::: EXTRACTED DATA :::
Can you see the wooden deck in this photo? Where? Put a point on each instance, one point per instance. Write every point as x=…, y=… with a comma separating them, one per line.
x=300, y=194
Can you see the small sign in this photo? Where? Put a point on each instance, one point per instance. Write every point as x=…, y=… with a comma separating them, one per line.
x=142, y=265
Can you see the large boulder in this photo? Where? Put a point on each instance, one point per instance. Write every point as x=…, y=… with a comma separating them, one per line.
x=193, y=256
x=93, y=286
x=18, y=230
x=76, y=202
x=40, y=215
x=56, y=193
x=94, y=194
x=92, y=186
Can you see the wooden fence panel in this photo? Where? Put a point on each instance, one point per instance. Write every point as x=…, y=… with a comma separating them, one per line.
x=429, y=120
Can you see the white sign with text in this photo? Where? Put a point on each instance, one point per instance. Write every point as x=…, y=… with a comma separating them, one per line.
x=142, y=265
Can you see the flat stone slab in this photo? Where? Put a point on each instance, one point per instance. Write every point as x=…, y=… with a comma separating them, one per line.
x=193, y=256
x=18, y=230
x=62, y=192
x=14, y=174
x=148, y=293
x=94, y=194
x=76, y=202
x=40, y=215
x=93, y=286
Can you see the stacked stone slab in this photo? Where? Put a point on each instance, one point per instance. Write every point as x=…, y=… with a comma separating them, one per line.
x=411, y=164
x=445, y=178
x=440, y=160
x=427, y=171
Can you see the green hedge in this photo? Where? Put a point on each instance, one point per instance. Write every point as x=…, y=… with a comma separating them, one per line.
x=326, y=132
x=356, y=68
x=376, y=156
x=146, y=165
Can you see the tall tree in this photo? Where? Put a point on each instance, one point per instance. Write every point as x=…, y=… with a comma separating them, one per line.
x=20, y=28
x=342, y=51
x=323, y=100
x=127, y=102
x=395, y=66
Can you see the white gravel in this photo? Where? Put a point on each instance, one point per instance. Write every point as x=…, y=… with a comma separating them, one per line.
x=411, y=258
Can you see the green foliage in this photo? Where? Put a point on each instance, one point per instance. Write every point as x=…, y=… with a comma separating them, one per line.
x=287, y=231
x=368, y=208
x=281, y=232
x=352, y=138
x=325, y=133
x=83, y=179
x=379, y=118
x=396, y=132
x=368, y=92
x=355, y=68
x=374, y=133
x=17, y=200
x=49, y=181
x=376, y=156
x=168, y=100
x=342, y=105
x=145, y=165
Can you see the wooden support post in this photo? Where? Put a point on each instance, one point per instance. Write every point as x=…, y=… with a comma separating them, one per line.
:::
● **WHAT THE TASK ASKS**:
The answer is all of the material, given again exactly.

● **ANSWER BOX**:
Can you see the wooden deck in this photo? Where? Put a point on each instance, one point per instance. Write every point as x=…, y=… with a comma separating them, one per line.
x=300, y=194
Can you see the small sign in this photo? Where? Put a point on each instance, one point per instance. Write every point as x=…, y=… with a comma separating them, one per line.
x=142, y=265
Can you see the large boulder in this photo? Where? Put a point on each instance, one point per instance. Write every point as x=…, y=… with a comma separating them, one per line.
x=193, y=256
x=93, y=286
x=18, y=230
x=76, y=202
x=40, y=215
x=56, y=193
x=94, y=194
x=92, y=186
Can you see the wooden fence panel in this photo? Where? Put a point on each instance, one point per instance. Write every point as x=…, y=… with a comma separating them, one per line.
x=429, y=120
Can you see the white sign with text in this photo? Where? Put a point on each instance, one point per instance. Write every point as x=…, y=… with a comma separating them, one per line.
x=142, y=265
Can you see the flat stone slab in this photo? Where? Put a point on each instance, one point per instance. Write every point as x=…, y=… with a comma separating them, one per line.
x=193, y=256
x=18, y=230
x=62, y=192
x=14, y=174
x=148, y=293
x=94, y=194
x=76, y=202
x=40, y=215
x=93, y=286
Can you see the stacked stone slab in this photo? Where? Put a point on each instance, one point per instance. Write every point as x=…, y=… with a comma separating them, one per line.
x=411, y=164
x=445, y=178
x=440, y=160
x=427, y=171
Can you see the green hedge in this photo? Where? Put a point on each instance, one point per instance. Write every point as x=…, y=… with a comma separating them, one per line.
x=326, y=132
x=356, y=68
x=376, y=156
x=146, y=165
Can you see the tall tree in this photo? Where? Put a point on each instance, one point per instance. Write every point as x=…, y=… with a comma separating them, one per line.
x=20, y=28
x=342, y=51
x=323, y=100
x=127, y=102
x=395, y=66
Can you see the white gravel in this photo? Where? Put a point on each instance, one point per instance. Write every point as x=…, y=… with a comma separating them, one per line.
x=411, y=258
Can you see the green foliage in this photo? Where? Put a point on each instance, one point per instance. Write every point as x=…, y=… with a comma separating them, one per line.
x=287, y=231
x=368, y=208
x=281, y=232
x=352, y=138
x=325, y=133
x=83, y=179
x=379, y=118
x=396, y=132
x=368, y=92
x=355, y=68
x=374, y=133
x=17, y=200
x=49, y=181
x=376, y=156
x=168, y=100
x=342, y=105
x=145, y=165
Can you see the wooden support post in this photo? Where? Put a point on each instance, one point per instance. Write every point as x=…, y=… with a comma separating them, one per line.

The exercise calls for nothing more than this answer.